Maher is on the wrong foot from the very beginning. He starts his monologue by creating an exclusive frame that depicts Islam as the “other,” something that is “outside” and does not belong to the West. This might have something to do with Maher’s ignorance of history since Islam has been a part of the West for over a millennium now. There is no need for me to go into detail about the historical interplay and exchange of commerce, goods and ideas between the Muslim world and the West, nor of the presence of Muslim communities, but if the construct of the “West” is to mean anything it has to include Islam and Muslims.
Omar Baddar makes just such a point and a further rebuttal in his excellent article in the Huffington Post on Maher’s recent confusion,
The implied premise that Judaism and Christianity belong to a cohesive unit called “the West” which stands in distinction from another cohesive unit called “the Muslim world” is absurd. But even if one accepted this false dichotomy, why did Maher’s example of “the craziest religious wackos we have here in America” stick to nonviolent fanatics? Why not abortion clinic bombers?
And what about Jewish extremists in the Palestinian territories? I haven’t heard an argument for why their brutal attacks on western human rights activists accompanying children to school, routine vandalism, and other violent acts coupled with chants of “we killed Jesus we’ll kill you too” are any less wacko.
Structural constraints are another obvious factor to consider. You see, the Taliban can act like they do because they live in a lawless state, and extremist settlers can act like they do because of a culture of impunity provided by the structure of Israeli apartheid. So while Pat Robertson may seem harmless, by comparison, when he issues a death fatwa on Hugo Chavez, or when he blames a hurricane or an earthquake on gay sex or a pact with the devil or something, a useful question to contemplate is whether he and his followers would be as benign (if one could describe them as such) if they could get away with worse behavior. Thankfully, we live in a system that can enforce law and order; and our wackos have the alternative outlet of lobbying the government for wars against Iraq and Iran, and they send over 100,000 emails to the White House for the perpetuation of the Israeli-Palestinian conflict, so direct violence from them is somewhat less likely.

▸ **ENTRIES PROVIDED**
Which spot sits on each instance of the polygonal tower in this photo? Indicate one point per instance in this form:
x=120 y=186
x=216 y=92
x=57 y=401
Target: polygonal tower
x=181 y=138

▸ **WORK REQUIRED**
In the passage on Maher's monologue, copy everything from "Omar Baddar makes" down to "any less wacko.".

▸ **RESPONSE TO THE EXERCISE**
Omar Baddar makes just such a point and a further rebuttal in his excellent article in the Huffington Post on Maher’s recent confusion,
The implied premise that Judaism and Christianity belong to a cohesive unit called “the West” which stands in distinction from another cohesive unit called “the Muslim world” is absurd. But even if one accepted this false dichotomy, why did Maher’s example of “the craziest religious wackos we have here in America” stick to nonviolent fanatics? Why not abortion clinic bombers?
And what about Jewish extremists in the Palestinian territories? I haven’t heard an argument for why their brutal attacks on western human rights activists accompanying children to school, routine vandalism, and other violent acts coupled with chants of “we killed Jesus we’ll kill you too” are any less wacko.